• **SELECTED TEXT**:
The year 1962 will long be remembered, not only as the birth year of Jamaica as an independent nation, but also as the birth year of Jamaica’s foundation music – ska. Ska was indeed Jamaica’s first legitimate ‘pop’ music form, from which all others like rocksteady, reggae, and dancehall evolved.
For five years, between 1962 and 1966, the music called ska became the heartbeat of a nation in transition. With its exciting and almost hypnotic beat, it rocked dancehalls as hearts throbbed in almost synchronous motion to its infectious beat which was inextricably entangled with the birth of the nation.
Somehow it seemed that the national exhilaration of freshly minted independence gave musicians this extra driving force to create this distinctive offbeat sound, although many claim it was a spontaneous happening.
How the name ska came about still remains a mystery. One theory states that Studio One double bassist Cluet Jonson, while instructing Ernie Rangling, told him to play it like ‘ska ska’ in reference to the sound he wanted to hear and the name stuck. Lester Sterling, Skatalites saxophonist, had a similar story while Ranglin claimed the word was coined by musicians in reference to the scratching guitar strum on the ska riff.
Ska went on to become Jamaica’s first internationally recognised popular music expression.
It is also remarkable to note that the birth of ska coincided with the birth or emergence of the careers of several Jamaican ska vocalists who, in turn, helped to popularise the genre. Foremost among these were Jimmy Cliff, Stranger Cole, Delroy Wilson, Bob Marley, Prince Buster, the Blues Busters, The Maytals and The Skatalites band.

• **DATA TO EXAMINE**:
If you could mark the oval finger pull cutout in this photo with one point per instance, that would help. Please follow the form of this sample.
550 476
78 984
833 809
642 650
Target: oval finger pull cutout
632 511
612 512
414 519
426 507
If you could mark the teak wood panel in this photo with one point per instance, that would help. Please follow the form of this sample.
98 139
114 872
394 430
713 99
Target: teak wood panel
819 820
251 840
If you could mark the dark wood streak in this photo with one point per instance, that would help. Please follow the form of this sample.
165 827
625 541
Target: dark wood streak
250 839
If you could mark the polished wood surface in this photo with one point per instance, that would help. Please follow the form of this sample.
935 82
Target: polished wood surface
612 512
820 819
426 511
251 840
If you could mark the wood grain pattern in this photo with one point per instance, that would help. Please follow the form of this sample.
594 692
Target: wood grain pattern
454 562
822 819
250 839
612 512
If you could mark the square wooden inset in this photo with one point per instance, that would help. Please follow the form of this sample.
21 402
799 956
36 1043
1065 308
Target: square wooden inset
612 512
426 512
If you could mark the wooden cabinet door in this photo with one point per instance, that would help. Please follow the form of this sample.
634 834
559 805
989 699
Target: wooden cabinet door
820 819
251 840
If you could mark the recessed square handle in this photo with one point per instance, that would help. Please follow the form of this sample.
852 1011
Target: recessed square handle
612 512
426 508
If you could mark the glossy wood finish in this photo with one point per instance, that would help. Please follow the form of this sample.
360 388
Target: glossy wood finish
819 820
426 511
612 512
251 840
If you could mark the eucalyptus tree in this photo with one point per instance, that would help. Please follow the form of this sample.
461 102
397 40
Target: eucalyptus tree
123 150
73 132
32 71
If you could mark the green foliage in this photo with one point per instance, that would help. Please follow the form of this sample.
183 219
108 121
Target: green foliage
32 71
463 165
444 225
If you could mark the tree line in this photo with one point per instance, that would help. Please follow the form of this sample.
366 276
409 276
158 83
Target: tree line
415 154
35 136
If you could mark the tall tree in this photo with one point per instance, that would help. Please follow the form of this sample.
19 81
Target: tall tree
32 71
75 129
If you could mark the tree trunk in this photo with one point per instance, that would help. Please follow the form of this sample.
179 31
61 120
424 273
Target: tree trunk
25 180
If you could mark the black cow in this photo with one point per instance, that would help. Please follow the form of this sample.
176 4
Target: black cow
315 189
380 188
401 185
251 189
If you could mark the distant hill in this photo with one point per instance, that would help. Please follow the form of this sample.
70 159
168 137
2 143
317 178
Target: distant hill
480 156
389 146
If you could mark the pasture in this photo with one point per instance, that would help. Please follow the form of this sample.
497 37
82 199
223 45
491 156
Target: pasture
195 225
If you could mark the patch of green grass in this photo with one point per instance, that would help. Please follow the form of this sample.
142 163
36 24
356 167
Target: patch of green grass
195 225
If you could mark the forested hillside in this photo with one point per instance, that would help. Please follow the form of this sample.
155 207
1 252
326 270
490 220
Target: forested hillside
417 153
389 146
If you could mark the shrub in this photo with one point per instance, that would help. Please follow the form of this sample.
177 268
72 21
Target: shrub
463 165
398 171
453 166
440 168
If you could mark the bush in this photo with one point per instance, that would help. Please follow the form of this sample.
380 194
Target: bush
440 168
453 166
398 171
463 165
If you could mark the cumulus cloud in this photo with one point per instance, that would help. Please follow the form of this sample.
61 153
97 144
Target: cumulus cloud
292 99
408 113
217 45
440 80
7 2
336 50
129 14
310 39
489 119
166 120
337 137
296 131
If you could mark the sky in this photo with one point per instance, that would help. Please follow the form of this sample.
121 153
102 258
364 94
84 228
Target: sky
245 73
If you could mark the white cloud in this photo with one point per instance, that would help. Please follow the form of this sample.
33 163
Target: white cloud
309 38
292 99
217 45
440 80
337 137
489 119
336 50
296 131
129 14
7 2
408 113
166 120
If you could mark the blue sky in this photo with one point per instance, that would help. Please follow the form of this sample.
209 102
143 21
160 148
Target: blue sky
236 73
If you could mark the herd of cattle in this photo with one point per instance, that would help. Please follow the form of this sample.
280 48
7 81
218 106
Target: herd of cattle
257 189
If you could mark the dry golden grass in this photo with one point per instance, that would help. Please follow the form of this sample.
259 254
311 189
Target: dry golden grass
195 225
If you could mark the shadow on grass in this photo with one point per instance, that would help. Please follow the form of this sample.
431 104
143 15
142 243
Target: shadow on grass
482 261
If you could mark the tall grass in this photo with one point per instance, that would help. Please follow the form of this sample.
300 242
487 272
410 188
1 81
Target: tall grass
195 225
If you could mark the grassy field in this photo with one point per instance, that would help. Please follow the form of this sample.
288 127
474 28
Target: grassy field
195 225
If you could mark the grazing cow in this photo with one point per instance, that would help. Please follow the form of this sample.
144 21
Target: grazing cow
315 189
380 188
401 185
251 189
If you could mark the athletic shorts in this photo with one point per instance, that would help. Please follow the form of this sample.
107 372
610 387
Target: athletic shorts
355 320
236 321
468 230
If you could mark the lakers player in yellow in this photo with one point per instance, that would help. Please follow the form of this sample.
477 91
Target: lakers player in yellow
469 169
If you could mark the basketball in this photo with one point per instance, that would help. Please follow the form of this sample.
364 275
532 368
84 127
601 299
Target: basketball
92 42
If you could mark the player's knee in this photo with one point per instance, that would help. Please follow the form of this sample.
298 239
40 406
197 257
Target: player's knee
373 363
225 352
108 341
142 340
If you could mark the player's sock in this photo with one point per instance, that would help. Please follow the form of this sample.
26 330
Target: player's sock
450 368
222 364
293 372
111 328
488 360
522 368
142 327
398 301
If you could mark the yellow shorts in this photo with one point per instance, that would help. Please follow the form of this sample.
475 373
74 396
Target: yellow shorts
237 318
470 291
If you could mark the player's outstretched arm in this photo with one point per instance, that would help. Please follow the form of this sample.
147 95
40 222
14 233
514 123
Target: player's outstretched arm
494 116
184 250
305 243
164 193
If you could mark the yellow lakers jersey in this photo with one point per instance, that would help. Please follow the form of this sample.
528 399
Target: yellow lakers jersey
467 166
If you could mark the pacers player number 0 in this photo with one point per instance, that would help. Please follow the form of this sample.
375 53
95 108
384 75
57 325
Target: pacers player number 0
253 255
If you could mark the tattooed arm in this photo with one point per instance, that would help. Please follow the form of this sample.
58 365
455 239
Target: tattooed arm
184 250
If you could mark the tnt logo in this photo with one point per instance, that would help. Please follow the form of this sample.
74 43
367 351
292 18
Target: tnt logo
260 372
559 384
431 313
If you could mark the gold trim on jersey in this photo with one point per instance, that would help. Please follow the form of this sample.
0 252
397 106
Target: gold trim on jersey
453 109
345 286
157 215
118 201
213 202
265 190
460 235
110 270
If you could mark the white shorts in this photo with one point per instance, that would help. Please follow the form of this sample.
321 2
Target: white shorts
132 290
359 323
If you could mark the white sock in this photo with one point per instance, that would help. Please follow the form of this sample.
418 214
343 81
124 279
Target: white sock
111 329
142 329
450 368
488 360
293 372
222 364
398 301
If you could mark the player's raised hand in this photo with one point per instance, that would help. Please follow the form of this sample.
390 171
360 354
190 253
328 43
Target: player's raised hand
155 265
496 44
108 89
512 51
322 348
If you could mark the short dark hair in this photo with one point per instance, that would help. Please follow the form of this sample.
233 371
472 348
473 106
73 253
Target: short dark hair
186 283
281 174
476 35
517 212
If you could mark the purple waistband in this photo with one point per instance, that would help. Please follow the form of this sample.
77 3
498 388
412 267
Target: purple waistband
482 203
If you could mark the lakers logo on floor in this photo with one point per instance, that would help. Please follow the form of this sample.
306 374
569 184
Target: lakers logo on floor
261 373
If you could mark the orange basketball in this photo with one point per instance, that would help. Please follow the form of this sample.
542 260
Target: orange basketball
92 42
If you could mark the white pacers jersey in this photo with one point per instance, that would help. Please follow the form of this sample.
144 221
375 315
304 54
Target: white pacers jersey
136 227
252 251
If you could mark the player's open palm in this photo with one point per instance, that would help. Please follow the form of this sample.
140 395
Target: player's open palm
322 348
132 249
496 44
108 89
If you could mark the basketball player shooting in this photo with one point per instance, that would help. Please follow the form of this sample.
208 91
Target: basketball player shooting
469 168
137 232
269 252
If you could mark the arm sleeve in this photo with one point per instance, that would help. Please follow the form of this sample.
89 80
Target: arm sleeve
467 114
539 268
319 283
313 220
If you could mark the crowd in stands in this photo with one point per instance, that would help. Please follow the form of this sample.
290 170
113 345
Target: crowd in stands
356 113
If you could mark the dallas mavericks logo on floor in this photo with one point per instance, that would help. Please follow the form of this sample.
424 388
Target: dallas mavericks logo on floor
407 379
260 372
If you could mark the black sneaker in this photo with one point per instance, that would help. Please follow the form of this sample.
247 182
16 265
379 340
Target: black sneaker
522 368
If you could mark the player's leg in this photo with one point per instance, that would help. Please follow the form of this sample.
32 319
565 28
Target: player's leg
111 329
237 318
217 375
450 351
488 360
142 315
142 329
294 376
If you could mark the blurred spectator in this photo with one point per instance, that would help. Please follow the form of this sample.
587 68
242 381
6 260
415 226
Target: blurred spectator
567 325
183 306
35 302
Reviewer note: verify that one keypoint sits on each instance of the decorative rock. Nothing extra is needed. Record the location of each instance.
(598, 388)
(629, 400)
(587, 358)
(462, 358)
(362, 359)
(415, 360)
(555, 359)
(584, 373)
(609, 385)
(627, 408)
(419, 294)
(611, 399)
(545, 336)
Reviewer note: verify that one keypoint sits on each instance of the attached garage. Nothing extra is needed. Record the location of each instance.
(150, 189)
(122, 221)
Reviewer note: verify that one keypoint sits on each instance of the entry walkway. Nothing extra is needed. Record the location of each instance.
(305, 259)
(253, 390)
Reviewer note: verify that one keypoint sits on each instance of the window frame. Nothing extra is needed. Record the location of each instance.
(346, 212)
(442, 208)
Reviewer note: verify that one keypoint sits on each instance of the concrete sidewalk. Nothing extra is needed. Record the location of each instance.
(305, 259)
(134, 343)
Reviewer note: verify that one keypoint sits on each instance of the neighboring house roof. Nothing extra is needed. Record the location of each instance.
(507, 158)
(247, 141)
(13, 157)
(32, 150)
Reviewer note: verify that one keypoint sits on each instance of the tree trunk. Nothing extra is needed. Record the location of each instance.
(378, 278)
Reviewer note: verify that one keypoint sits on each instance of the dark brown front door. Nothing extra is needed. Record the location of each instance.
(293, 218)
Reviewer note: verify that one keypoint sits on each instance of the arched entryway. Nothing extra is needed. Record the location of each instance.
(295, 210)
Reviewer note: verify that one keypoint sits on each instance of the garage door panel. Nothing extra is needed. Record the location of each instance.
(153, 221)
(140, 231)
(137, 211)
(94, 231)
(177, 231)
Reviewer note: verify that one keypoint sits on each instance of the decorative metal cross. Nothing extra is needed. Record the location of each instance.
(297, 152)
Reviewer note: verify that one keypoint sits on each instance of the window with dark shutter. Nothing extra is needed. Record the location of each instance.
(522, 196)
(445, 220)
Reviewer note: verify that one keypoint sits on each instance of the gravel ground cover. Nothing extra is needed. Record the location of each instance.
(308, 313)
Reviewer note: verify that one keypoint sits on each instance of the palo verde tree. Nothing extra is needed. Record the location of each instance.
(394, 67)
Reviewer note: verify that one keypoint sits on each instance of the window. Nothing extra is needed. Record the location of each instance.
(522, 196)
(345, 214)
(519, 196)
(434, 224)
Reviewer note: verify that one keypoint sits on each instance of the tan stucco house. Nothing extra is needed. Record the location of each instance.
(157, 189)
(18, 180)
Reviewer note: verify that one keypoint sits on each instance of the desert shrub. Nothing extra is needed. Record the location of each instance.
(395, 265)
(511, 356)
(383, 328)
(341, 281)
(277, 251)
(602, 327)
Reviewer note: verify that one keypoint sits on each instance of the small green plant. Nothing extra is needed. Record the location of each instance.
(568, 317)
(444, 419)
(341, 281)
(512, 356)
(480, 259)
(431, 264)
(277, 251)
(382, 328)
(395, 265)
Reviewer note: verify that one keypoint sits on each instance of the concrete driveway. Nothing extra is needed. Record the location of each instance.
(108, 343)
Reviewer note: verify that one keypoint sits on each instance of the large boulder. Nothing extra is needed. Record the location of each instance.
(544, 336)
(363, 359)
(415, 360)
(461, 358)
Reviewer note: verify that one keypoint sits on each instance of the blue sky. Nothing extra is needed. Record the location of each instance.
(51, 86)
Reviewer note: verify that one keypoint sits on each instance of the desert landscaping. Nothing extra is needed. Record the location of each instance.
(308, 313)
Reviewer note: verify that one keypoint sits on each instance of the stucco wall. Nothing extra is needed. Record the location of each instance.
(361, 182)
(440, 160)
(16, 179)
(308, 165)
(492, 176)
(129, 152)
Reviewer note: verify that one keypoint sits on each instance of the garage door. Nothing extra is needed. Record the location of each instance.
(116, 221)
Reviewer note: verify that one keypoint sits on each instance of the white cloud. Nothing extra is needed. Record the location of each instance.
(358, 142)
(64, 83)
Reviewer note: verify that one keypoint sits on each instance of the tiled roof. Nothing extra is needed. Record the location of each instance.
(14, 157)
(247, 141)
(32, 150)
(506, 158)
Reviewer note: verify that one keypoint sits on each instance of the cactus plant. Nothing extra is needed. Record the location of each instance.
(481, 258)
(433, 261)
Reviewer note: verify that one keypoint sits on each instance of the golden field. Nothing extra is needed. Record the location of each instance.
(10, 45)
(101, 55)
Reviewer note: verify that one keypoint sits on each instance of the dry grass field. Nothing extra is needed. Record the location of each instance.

• **DESCRIPTION OF THE TASK**: Rewrite the ska text from "The year 1962" up to and including "a spontaneous happening.", putting "pulse" in place of "heartbeat".

• **TASK ANSWER**:
The year 1962 will long be remembered, not only as the birth year of Jamaica as an independent nation, but also as the birth year of Jamaica’s foundation music – ska. Ska was indeed Jamaica’s first legitimate ‘pop’ music form, from which all others like rocksteady, reggae, and dancehall evolved.
For five years, between 1962 and 1966, the music called ska became the pulse of a nation in transition. With its exciting and almost hypnotic beat, it rocked dancehalls as hearts throbbed in almost synchronous motion to its infectious beat which was inextricably entangled with the birth of the nation.
Somehow it seemed that the national exhilaration of freshly minted independence gave musicians this extra driving force to create this distinctive offbeat sound, although many claim it was a spontaneous happening.